### Work to be completed
Retype, with no changes, the part of the passage on Miriam and Tzipporah that opens with the words containing "Apparently, when Miriam" and closes with "was so wrong?".

Reading passage below:

Apparently, when Miriam met Tzipporah, Moshe's wife, she heard her lament the life of the wife of a Navi, prophet: "I feel bad for all those other women whose husbands are prophets, for their husbands separate from them, as mine has from me." Miriam heard this and went to her brother, Aharon HaKohen, and shared it with him. So, where was the sin? What did Miriam do that was so wrong?
Rav Ordman explains that it was not Miriam's business to relate Tzipporah's lament to Aharon. She should have gone straight to Moshe and asked for an explanation. She would certainly have been told that this was the will of the Almighty. She did not, however, go to Moshe. She went, instead, to Aharon. This is where she erred. Going to Aharon constituted a semblance of lashon hora, enough for her to be punished, so that others would take heed and not act it out in a worse manner. It was probably considered a harmless statement, innocuous, and without any malicious intent. When one reaches the spiritual plateau achieved by Miriam, the measuring rod is un-permissive, the demand for perfection relentless.

End of Reading passage.
Supplied records below:

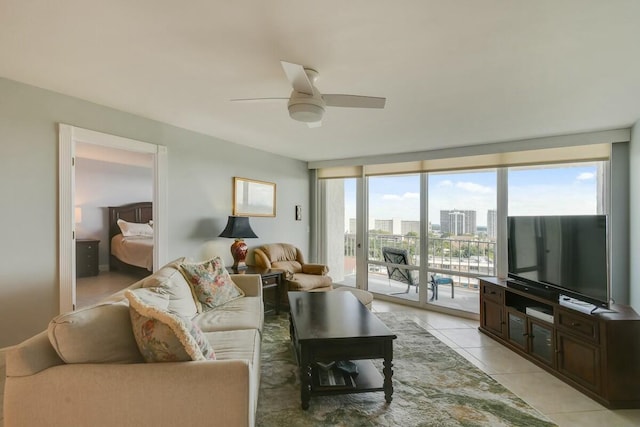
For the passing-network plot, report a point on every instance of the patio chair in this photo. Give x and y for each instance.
(399, 274)
(435, 281)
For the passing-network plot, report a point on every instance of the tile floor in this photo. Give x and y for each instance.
(561, 403)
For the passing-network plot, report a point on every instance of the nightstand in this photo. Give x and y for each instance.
(87, 257)
(272, 280)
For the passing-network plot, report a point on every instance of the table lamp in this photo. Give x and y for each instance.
(238, 228)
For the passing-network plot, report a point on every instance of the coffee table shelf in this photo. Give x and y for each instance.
(329, 326)
(368, 379)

End of Supplied records.

### Output
Apparently, when Miriam met Tzipporah, Moshe's wife, she heard her lament the life of the wife of a Navi, prophet: "I feel bad for all those other women whose husbands are prophets, for their husbands separate from them, as mine has from me." Miriam heard this and went to her brother, Aharon HaKohen, and shared it with him. So, where was the sin? What did Miriam do that was so wrong?